• **THE EXERCISE**: Nothing but the line with "Find the cylindrical" and the lines after it, through the end of the records below, is to be repeated, exactly as it is.

• **SUPPLIED RECORDS**:
--- Begin ---
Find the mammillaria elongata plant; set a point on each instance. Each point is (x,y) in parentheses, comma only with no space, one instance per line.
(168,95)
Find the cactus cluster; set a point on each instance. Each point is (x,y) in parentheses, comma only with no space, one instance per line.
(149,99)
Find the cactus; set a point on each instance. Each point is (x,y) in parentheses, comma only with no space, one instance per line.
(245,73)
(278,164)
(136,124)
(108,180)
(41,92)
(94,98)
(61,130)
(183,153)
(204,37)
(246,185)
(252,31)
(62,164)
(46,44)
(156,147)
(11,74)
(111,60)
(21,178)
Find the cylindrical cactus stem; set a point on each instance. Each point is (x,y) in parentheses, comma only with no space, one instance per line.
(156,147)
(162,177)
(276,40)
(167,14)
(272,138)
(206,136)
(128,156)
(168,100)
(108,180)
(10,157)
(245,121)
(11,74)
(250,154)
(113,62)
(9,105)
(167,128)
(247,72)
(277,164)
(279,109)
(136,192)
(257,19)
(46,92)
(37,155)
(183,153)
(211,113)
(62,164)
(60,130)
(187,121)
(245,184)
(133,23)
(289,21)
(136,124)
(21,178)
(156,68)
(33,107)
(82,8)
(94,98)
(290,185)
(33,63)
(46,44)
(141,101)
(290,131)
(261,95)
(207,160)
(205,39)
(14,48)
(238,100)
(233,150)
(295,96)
--- End ---
• **RESULT OF THE EXERCISE**:
Find the cylindrical cactus stem; set a point on each instance. Each point is (x,y) in parentheses, comma only with no space, one instance per line.
(156,147)
(162,177)
(276,40)
(167,14)
(272,138)
(206,136)
(128,156)
(168,100)
(108,180)
(10,157)
(245,121)
(11,74)
(250,154)
(113,62)
(9,105)
(167,128)
(247,72)
(277,164)
(279,109)
(136,192)
(257,19)
(46,92)
(37,155)
(183,153)
(211,113)
(62,164)
(60,130)
(187,121)
(245,184)
(133,23)
(289,21)
(136,124)
(21,178)
(156,68)
(33,107)
(82,8)
(94,98)
(290,185)
(33,63)
(46,44)
(141,101)
(290,131)
(261,95)
(207,160)
(205,39)
(14,48)
(238,100)
(233,150)
(295,96)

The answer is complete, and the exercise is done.